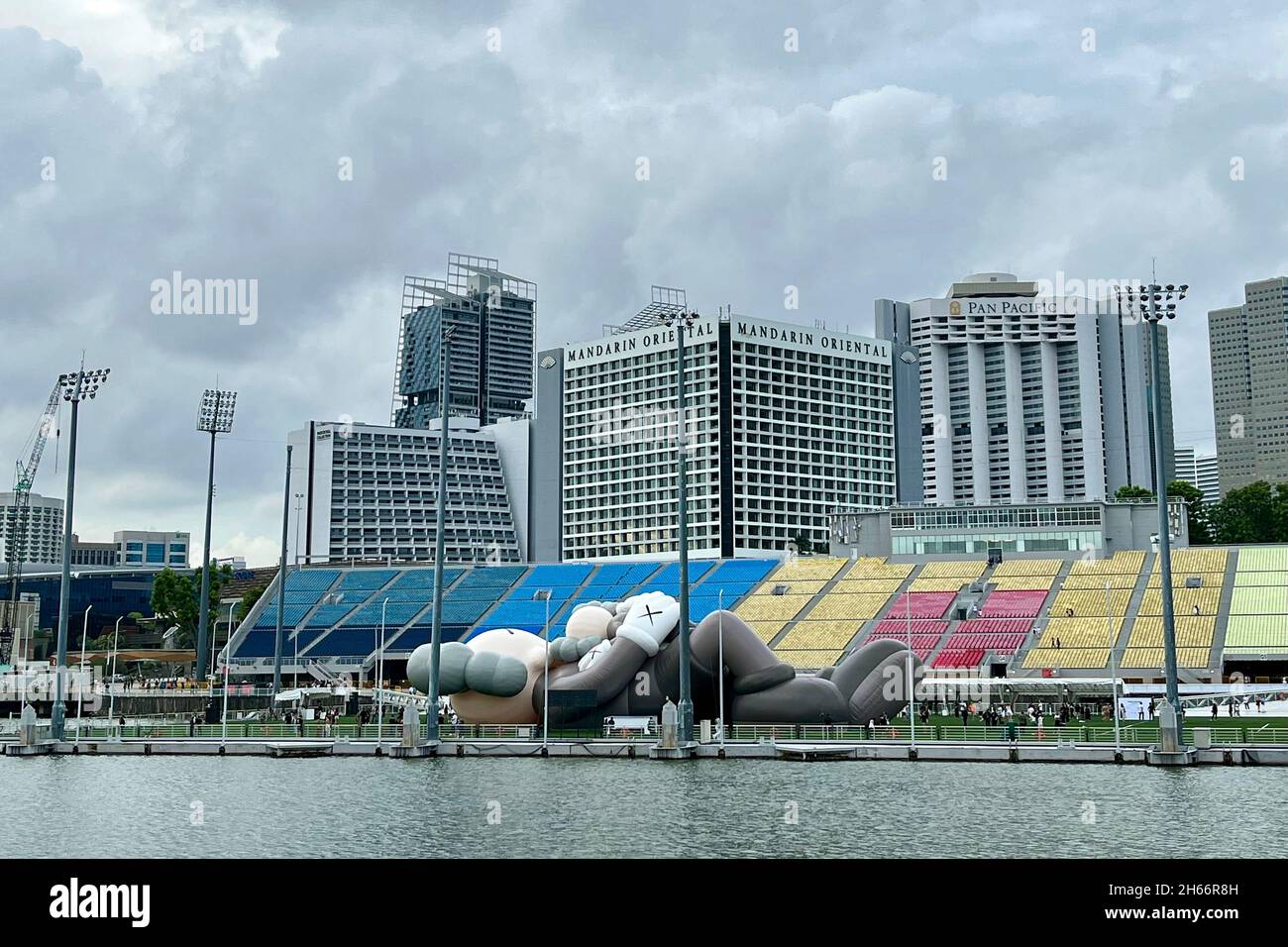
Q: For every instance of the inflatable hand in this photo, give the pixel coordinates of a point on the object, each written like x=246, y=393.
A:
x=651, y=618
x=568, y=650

* * *

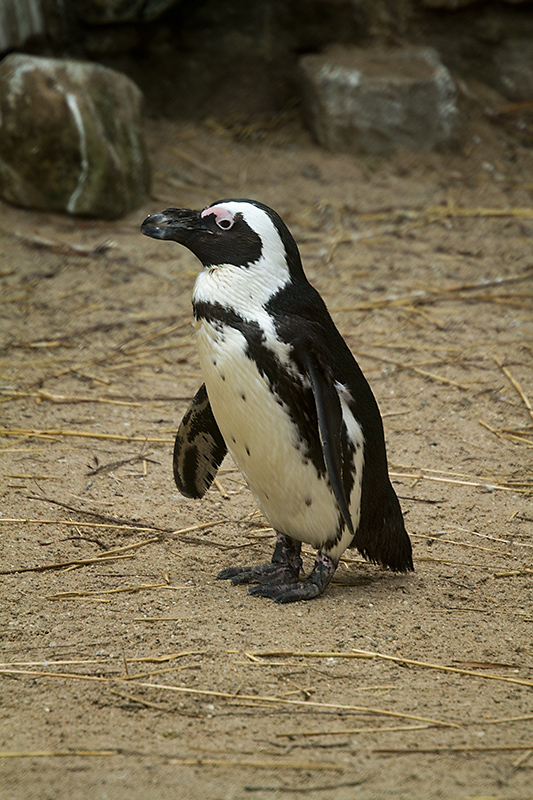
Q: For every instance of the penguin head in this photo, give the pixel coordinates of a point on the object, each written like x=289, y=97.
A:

#### Description of the task:
Copy out the data from the line containing "Q: For every instance of the inflatable" down to the line containing "x=568, y=650", both ends included, and multiply each coordinate in the answers by 0.3, rounding to whole numbers with halves rounded up. Keep the request line and its sample coordinates unchanged.

#### Problem solution:
Q: For every instance of the inflatable hand in this photo, give the pixel coordinates of a point on the object, each written like x=246, y=393.
A:
x=195, y=185
x=170, y=195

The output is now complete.